* _Records provided_
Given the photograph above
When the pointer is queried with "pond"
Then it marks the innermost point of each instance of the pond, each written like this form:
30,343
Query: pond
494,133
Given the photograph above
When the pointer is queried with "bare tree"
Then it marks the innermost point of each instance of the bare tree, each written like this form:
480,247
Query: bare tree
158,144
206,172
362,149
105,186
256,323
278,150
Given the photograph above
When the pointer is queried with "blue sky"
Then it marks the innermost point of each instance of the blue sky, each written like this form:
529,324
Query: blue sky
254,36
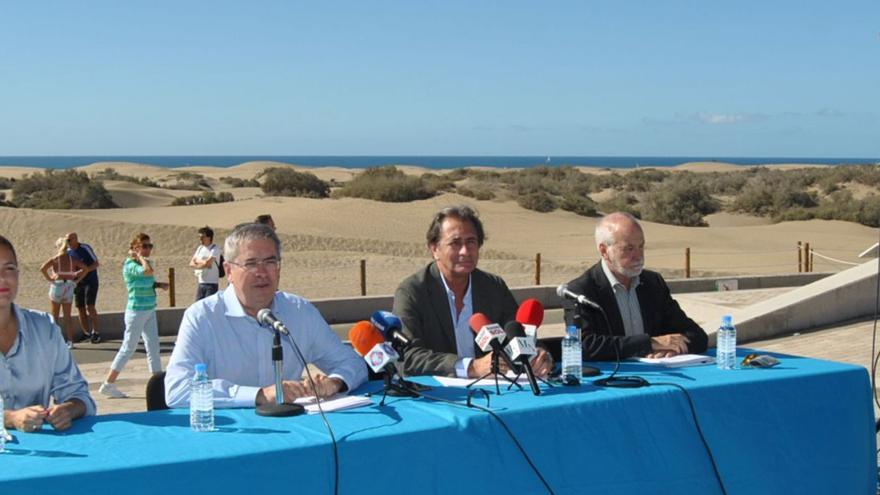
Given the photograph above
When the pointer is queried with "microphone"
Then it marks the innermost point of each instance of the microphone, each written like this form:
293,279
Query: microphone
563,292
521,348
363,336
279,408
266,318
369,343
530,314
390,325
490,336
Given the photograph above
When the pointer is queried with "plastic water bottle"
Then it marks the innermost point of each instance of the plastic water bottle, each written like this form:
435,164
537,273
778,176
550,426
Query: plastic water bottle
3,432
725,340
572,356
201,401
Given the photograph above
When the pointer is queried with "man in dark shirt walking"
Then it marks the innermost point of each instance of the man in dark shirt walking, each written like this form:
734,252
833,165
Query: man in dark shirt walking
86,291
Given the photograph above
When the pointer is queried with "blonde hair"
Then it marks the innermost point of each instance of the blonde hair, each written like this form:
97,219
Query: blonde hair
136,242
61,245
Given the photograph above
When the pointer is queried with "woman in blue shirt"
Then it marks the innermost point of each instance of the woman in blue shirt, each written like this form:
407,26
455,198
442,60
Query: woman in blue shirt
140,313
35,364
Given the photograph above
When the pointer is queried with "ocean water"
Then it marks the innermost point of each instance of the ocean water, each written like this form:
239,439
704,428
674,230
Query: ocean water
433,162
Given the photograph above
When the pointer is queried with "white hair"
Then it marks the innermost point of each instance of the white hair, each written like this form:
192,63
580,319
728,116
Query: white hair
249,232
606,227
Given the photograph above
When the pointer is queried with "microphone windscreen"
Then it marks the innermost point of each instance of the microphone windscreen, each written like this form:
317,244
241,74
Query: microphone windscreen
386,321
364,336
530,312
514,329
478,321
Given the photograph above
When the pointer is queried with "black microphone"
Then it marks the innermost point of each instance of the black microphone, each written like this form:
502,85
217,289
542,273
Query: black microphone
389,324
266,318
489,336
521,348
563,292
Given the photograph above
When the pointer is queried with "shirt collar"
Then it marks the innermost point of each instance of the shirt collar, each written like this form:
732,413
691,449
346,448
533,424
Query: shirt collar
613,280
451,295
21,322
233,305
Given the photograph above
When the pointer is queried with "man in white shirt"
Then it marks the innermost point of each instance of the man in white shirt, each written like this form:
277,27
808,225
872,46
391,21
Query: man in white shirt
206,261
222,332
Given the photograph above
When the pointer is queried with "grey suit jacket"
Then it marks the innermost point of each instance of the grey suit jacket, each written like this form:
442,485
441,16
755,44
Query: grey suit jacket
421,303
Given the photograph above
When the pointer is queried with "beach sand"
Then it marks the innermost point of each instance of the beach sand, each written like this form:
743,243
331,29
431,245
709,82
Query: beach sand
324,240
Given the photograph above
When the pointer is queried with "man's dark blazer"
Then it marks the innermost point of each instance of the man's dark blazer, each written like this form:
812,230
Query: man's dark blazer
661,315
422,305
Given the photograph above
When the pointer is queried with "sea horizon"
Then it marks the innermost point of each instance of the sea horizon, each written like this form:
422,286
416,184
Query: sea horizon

* * *

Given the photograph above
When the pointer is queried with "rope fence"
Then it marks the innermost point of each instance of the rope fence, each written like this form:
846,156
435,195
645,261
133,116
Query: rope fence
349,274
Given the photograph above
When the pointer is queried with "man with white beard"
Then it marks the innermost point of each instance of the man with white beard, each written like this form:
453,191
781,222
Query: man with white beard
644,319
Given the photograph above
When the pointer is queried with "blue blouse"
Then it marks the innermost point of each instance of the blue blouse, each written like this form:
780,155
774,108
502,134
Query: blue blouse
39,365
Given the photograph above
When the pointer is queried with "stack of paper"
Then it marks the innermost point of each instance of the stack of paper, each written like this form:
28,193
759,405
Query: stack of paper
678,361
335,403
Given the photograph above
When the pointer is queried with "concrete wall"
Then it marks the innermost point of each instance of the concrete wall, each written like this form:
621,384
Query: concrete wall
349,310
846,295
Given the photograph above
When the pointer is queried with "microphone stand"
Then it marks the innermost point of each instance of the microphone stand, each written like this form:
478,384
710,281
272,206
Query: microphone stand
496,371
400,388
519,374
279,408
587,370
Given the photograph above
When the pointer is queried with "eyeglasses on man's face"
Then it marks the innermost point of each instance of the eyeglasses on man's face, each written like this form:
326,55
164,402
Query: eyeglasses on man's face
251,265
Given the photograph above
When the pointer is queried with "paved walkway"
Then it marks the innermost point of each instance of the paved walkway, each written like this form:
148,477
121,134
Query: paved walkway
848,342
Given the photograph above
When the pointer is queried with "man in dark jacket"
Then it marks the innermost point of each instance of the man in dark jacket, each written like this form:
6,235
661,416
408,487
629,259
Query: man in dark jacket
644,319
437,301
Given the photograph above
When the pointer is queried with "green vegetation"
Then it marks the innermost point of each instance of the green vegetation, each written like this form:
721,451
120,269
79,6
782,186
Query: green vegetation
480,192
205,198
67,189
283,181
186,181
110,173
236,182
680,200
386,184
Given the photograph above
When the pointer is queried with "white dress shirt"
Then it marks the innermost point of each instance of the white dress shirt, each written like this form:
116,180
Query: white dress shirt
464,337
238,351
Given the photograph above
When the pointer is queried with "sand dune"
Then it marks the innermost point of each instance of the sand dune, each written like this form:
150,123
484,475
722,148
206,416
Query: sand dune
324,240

* _What the task requires_
Report every line above that contains the string "paved", copying each line in full. Case counts.

* _Written answer_
When the pointer is queried with "paved walkway"
Then it marks the innermost point of each instance of the paved walkway, each written like this form:
Query: paved walkway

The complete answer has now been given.